Text extract:
····················
So I put a tiny buffered smd microphone on a stick (shiskabob skewer) along with some ferrite and decoupling capacitors, shielded cable, twisted pair. It was kind of tricky to build but I basically used copper tape and some silver epoxy to make a seal going down to the braid/foil on the cable. The body of the microphone is metal and I connected it to the shield with the silver epoxy. It uses very thin wire (like 32 AWG for about 2 inches, the ceramic SMD cap and ferrite are basically super glued to the microphone, and dead bug solder bridged, then this is glued to a stick, 2 inches away the wires go to a larger tantalum cap/ceramic cap, then a large gauge 4 conductor double shielded cable is used, with 2 of the wires being used for power and 2 for signal (the power will be provided by a battery), the signal will go into a commercial filter box. The whole thing is coated with nonconductive epoxy up to the microphone body, then copper tape/silver epoxy is used to basically extend the shield over everything.. the only opening being the tiny slit for the microphone. The microphone is about the size of a 1210 package. I zip tied the 4 conductor cable to the stick, covered it well with epoxy and put heat shrink on top of it to make a half decent handle.
····················
Complete the following:
• A. Name each specific capacitor in the microphone probe build description and state where it sits.
• B. Write the next few sentences of the microphone probe build description, picking up after its final sentence about the handle.

Dataset section:
····················
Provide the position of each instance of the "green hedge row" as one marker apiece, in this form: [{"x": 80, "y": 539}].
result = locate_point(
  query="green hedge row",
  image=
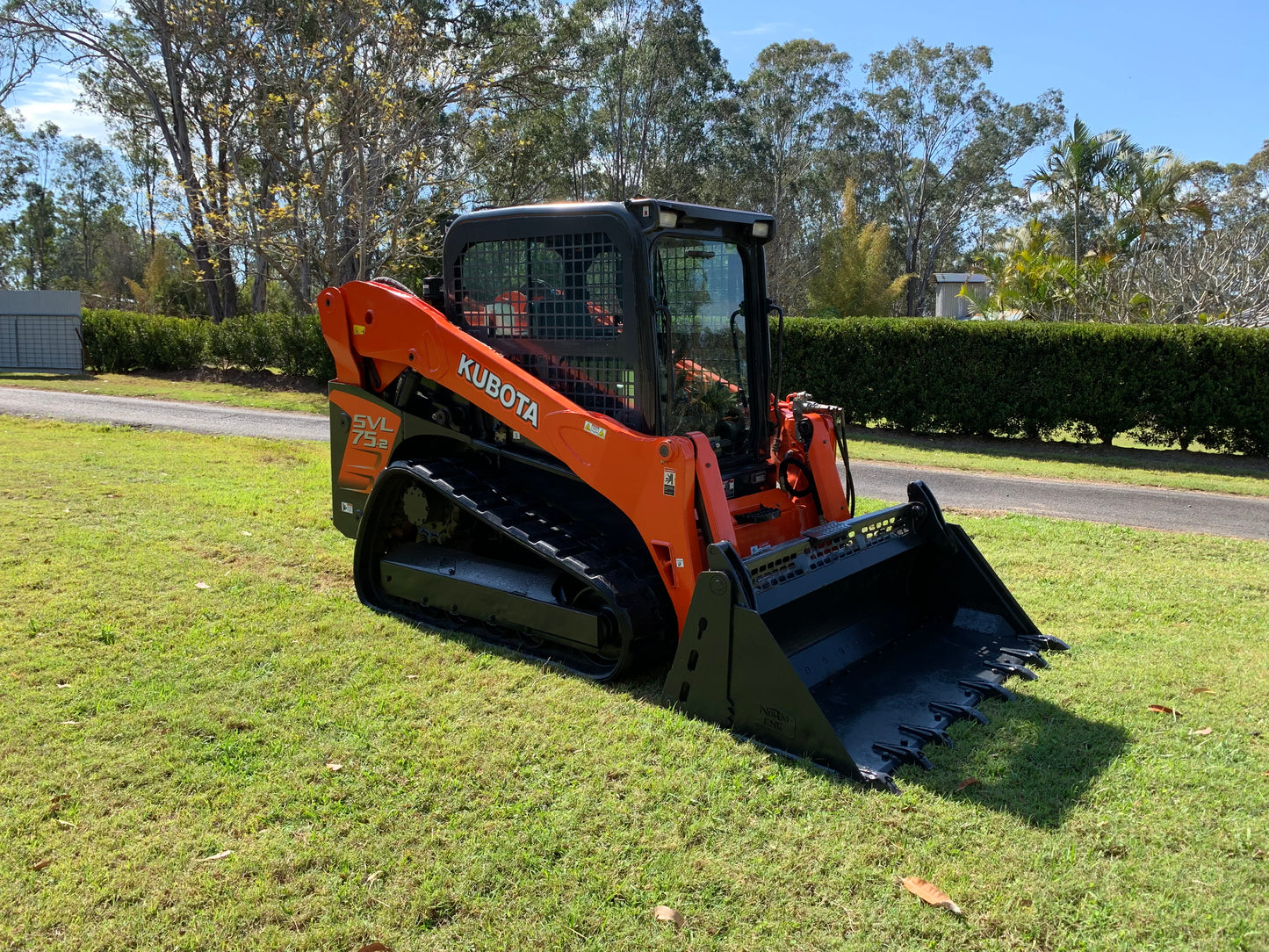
····················
Outputs:
• A.
- Ceramic SMD cap: super glued to the microphone body.
- Tantalum cap: about 2 inches from the microphone, where the thin wires end.
- Ceramic cap: at the same point about 2 inches away, alongside the tantalum cap.

• B.
What's a good way to test immunity on it.. if I use an inductor I expect it to make some acoustic noise in addition to the fields it produces.

Since the microphone tops out at like 100KHz (really like 50KHz), I can't really use a proper antenna to make a field, because it would be gigantic..

Actually I don't even know if a low frequency antenna vibrates mechanically.

The only idea I had is to make some kind of foam block to stick the probe in that would hopefully dampen any mechanical vibrations, and maybe keep it in the same place to see if adding the foam reduces any of the signal levels. Something like a couch cushion came to mind, but I wanted to test it on fairly strong fields, meaning placing it right against the inductor face so its being exposed as much as possible, or making some kind of like air-gapped coil or helmholtz coil to make a field.

Would winding field-generating inductors on a piece of foam help, so there is foam between the wires and the core? Cotton sleeves on the magnet wire?

I was gonna use a nicely shielded directional industrial pickup coil good to around 70KHz to act as my indicator or field strength
« Last Edit: July 01, 2018, 12:10:08 am by CopperCone »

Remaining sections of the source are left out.